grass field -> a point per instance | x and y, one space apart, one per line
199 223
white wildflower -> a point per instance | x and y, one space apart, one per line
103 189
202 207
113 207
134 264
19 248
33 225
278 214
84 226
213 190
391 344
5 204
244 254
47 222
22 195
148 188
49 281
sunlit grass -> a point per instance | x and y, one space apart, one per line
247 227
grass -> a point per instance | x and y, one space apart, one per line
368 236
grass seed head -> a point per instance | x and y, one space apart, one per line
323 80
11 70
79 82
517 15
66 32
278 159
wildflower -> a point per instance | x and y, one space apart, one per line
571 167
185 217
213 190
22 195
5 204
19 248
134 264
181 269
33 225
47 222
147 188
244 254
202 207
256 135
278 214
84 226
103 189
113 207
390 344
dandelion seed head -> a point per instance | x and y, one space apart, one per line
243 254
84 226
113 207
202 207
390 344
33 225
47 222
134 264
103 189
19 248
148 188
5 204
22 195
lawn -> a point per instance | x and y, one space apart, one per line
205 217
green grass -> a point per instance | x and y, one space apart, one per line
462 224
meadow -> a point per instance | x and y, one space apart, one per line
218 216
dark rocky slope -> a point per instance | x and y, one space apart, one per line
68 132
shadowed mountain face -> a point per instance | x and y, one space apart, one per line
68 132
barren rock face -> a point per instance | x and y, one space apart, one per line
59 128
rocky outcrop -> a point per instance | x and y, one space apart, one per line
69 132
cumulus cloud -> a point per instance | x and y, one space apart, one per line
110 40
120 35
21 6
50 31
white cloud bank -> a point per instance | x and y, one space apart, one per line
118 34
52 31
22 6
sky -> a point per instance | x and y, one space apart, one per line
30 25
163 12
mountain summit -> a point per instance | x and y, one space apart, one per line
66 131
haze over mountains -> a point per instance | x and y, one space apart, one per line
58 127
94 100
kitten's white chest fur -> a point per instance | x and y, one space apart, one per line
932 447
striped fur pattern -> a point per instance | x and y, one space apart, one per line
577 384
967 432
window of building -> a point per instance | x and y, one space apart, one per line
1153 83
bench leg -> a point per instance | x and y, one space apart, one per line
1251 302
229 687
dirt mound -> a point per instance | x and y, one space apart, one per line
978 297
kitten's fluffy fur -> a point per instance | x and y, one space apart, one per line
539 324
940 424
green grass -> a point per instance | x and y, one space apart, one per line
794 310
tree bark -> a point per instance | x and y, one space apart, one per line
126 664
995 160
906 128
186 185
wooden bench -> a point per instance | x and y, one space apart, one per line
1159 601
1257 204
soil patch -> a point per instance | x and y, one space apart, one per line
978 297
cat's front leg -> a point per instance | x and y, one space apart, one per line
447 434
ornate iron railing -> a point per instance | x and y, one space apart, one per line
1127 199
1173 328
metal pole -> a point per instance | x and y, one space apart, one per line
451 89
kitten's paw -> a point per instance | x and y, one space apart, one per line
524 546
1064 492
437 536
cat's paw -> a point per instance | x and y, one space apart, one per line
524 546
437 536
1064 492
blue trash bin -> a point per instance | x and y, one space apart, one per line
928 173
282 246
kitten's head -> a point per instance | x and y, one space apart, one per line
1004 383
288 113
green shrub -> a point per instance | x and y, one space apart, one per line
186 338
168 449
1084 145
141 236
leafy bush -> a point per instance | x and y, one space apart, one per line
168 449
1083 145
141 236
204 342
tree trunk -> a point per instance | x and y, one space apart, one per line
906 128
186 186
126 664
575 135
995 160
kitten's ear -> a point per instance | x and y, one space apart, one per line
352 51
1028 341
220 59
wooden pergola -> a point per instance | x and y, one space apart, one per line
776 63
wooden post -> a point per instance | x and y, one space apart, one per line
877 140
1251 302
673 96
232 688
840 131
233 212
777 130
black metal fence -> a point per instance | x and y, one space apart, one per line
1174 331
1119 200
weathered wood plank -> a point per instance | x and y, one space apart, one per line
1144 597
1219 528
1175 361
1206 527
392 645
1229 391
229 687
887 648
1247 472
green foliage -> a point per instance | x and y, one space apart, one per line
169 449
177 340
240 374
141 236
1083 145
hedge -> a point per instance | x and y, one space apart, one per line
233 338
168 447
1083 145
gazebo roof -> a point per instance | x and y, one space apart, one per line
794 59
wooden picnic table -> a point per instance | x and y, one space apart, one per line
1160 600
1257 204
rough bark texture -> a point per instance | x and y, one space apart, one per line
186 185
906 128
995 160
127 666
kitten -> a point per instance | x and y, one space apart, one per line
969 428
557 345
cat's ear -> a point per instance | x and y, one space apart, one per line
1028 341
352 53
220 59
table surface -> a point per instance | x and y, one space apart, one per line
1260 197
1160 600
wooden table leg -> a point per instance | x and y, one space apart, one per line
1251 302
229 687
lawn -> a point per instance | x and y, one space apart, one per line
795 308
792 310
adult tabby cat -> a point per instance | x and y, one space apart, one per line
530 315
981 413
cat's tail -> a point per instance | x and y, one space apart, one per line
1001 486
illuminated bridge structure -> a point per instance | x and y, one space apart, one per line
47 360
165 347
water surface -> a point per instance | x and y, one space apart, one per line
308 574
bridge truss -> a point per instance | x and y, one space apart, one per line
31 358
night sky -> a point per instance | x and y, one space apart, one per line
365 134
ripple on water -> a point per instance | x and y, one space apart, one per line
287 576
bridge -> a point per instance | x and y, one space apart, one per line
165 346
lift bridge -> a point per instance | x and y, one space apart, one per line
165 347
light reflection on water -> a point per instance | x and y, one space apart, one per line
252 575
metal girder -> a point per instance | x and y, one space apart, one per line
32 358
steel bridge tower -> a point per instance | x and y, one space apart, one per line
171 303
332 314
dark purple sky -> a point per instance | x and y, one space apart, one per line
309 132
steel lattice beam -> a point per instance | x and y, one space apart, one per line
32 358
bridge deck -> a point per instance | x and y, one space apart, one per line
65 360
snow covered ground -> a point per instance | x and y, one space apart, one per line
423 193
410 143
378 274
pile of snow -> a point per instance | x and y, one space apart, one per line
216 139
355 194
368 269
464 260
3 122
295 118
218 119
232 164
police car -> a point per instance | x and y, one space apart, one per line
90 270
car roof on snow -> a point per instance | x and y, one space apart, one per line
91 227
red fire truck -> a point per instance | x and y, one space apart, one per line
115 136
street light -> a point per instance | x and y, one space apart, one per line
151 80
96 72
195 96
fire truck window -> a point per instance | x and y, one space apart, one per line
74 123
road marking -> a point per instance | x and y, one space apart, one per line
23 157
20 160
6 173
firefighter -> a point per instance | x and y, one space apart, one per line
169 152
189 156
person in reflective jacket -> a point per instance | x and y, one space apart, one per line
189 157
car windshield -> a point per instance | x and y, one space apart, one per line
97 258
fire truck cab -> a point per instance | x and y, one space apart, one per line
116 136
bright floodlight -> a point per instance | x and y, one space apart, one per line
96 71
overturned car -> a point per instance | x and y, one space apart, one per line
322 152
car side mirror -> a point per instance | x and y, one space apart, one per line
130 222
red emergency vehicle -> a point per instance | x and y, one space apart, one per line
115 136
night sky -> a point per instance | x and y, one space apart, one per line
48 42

------------------------------------------------------------------------

_Challenge_
Copy each line of the data exactly, leaving nothing out.

_Written answer_
grass field -> a point per instance | x and y, one space apart, one per line
199 223
white wildflower -> a point per instance | x and y, one space apart, one per line
103 189
202 207
113 207
134 264
19 248
33 225
278 214
84 226
213 190
391 344
5 204
244 254
47 222
22 195
148 188
49 281
sunlit grass -> a point per instance | x and y, one space apart, one per line
247 227
grass -> a point per instance | x and y, one space apart, one per line
368 236
grass seed head -> a point per instance | x and y, one space apart, one per line
323 80
11 70
79 82
517 15
66 32
278 159
wildflower -> a point per instance | x and y, one space apart, one per line
571 167
185 217
213 190
22 195
5 204
19 248
134 264
181 269
33 225
47 222
147 188
244 254
202 207
256 135
278 214
84 226
103 189
113 207
390 344
dandelion seed head -> a point per instance | x and y, one space apart, one per line
243 254
84 226
113 207
202 207
390 344
33 225
47 222
134 264
103 189
19 248
148 188
5 204
22 195
lawn -> a point per instance | x and y, one space apart, one per line
205 217
green grass -> a point per instance | x and y, one space apart, one per line
462 224
meadow -> a point per instance | x and y, one space apart, one per line
218 216
dark rocky slope -> a point per instance | x and y, one space apart, one per line
68 132
shadowed mountain face -> a point per instance | x and y, one space apart, one per line
68 132
barren rock face -> a point per instance | x and y, one space apart, one per line
59 128
rocky outcrop -> a point per instance | x and y, one space apart, one per line
69 132
cumulus cloud -> a point per instance | x and y, one space apart, one per line
110 40
120 35
21 6
50 31
white cloud bank -> a point per instance | x and y, one space apart, one per line
118 34
52 31
22 6
sky -> a point per instance | x and y, one space apart, one per line
30 25
163 12
mountain summit -> a point per instance | x and y, one space apart, one per line
66 131
haze over mountains -> a point per instance | x and y, one space apart, one per line
58 127
94 100
kitten's white chest fur -> a point per instance | x and y, one space apart, one per line
932 447
striped fur pattern -> a point per instance | x and y, one space apart, one per line
577 384
967 432
window of building -> a point per instance | x and y, one space apart, one per line
1153 83
bench leg -> a point per instance | x and y, one space apart, one per line
1251 302
229 687
dirt mound -> a point per instance | x and y, one space apart, one per line
978 297
kitten's fluffy fur -> a point per instance | x and y, one space apart, one per line
539 324
940 424
green grass -> a point per instance | x and y, one space apart, one per line
794 310
tree bark -> a point per instance | x and y, one space apart, one per line
126 664
995 160
906 128
186 185
wooden bench -> a point per instance | x and y, one space apart, one per line
1159 601
1257 204
soil patch -> a point per instance | x and y, one space apart, one per line
978 297
cat's front leg -> a point per instance | x and y, one space apart, one per line
447 434
ornate iron railing -> a point per instance | x and y, one space apart, one per line
1127 199
1173 328
metal pole -> a point per instance | x and y, one space apart, one per line
451 89
kitten's paw -> a point per instance | x and y, one space apart, one per line
524 546
1064 492
437 536
cat's paw -> a point per instance | x and y, one space apart, one per line
524 546
437 536
1064 492
blue trash bin -> a point per instance | x and y, one space apart, one per line
928 173
282 246
kitten's head -> a point per instance | x and y, one space apart, one per line
1004 383
288 113
green shrub -> a point per instance | x and y, one space apart, one per line
186 338
168 449
1084 145
141 236
leafy bush -> a point per instance | x and y, one space apart, one per line
168 449
1083 145
141 236
204 342
tree trunk -> a point per instance | x and y, one space apart, one per line
906 128
186 186
126 664
575 135
995 160
kitten's ear -> a point per instance | x and y, one space apart, one per line
352 51
1028 341
220 59
wooden pergola -> a point per instance | x and y, one space apart, one per line
776 63
wooden post -> a point per instance | x and y, one space apart, one per line
877 140
1251 302
673 96
232 688
840 131
233 212
777 130
black metal fence -> a point per instance | x and y, one space apart, one per line
1174 331
1119 200
weathered wood plank -> a point per instance | x and y, one space apart, one per line
1144 597
1219 528
1175 361
1206 527
392 645
1229 391
229 687
887 648
1247 472
green foliage -> a point per instance | x and y, one space apart, one per line
169 449
177 340
240 374
141 236
1083 145
hedge -> a point per instance | x and y, one space apart, one per line
233 338
168 447
1083 145
gazebo roof -> a point per instance | x and y, one space apart, one per line
794 59
wooden picnic table -> a point per instance | x and y, one space apart, one per line
1160 600
1257 204
rough bark texture -> a point per instance | x and y, one space apart, one per line
186 185
906 128
995 160
127 666
kitten -> a point per instance | x and y, one space apart, one per line
969 428
557 345
cat's ear -> a point per instance | x and y, one space apart, one per line
1028 341
352 53
220 59
table surface -> a point per instance | x and y, one space apart, one per line
1260 197
1160 600
wooden table leg -> a point per instance | x and y, one space apart, one per line
1251 302
229 687
lawn -> a point per instance | x and y, one space apart, one per line
795 308
792 310
adult tabby cat -> a point per instance | x and y, one space apart, one per line
530 315
981 413
cat's tail -> a point per instance | x and y, one space apart, one per line
1001 486
illuminated bridge structure -> a point per instance | x and y, one space apart, one per line
47 360
165 347
water surface -> a point per instance | x and y, one space apart, one per line
308 574
bridge truss -> a point per instance | x and y, one space apart, one per line
31 358
night sky -> a point per instance | x and y, one space apart, one per line
365 134
ripple on water -> a point per instance | x and y, one space apart, one per line
287 576
bridge -> a point per instance | x and y, one space apart, one per line
165 346
lift bridge -> a point per instance | x and y, one space apart, one per line
165 347
light reflection on water -> a point per instance | x and y, one space apart, one per line
252 575
metal girder -> a point per instance | x and y, one space apart, one per line
32 358
steel bridge tower -> a point per instance | x and y, one space apart, one per line
171 303
332 314
dark purple sky -> a point per instance | x and y, one space apart, one per line
309 132
steel lattice beam -> a point per instance | x and y, one space apart, one per line
32 358
bridge deck -> a point per instance | x and y, one space apart, one per line
65 360
snow covered ground -> a point per instance | x and y, one space apart, one per line
423 193
410 143
378 274
pile of snow -> a point per instance | x and y, one space apart, one per line
216 139
355 194
368 269
464 260
3 122
295 118
218 119
232 164
police car -> a point per instance | x and y, one space apart, one per line
90 270
car roof on snow -> a point per instance | x and y, one space apart, one per line
91 227
red fire truck -> a point per instance | x and y, one space apart, one per line
115 136
street light -> a point per instance | x and y, one space apart, one per line
151 80
96 72
195 96
fire truck window -> a point per instance | x and y, one space apart, one per line
74 123
road marking -> a point per instance | x and y, one space apart, one per line
23 157
20 160
6 173
firefighter -> a point per instance | x and y, one space apart, one per line
169 152
189 156
person in reflective jacket -> a point per instance | x and y, one space apart, one per line
189 157
car windshield -> a point per instance | x and y, one space apart, one per line
97 258
fire truck cab -> a point per instance | x and y, one space apart, one per line
116 136
bright floodlight -> a point per instance | x and y, one space apart, one per line
96 71
overturned car -> a point per instance | x and y, one space apart, one per line
322 152
car side mirror -> a point per instance | x and y, one space apart, one per line
130 222
red emergency vehicle -> a point per instance | x and y, one space apart, one per line
115 136
night sky -> a point per instance | x and y, one space apart, one per line
48 42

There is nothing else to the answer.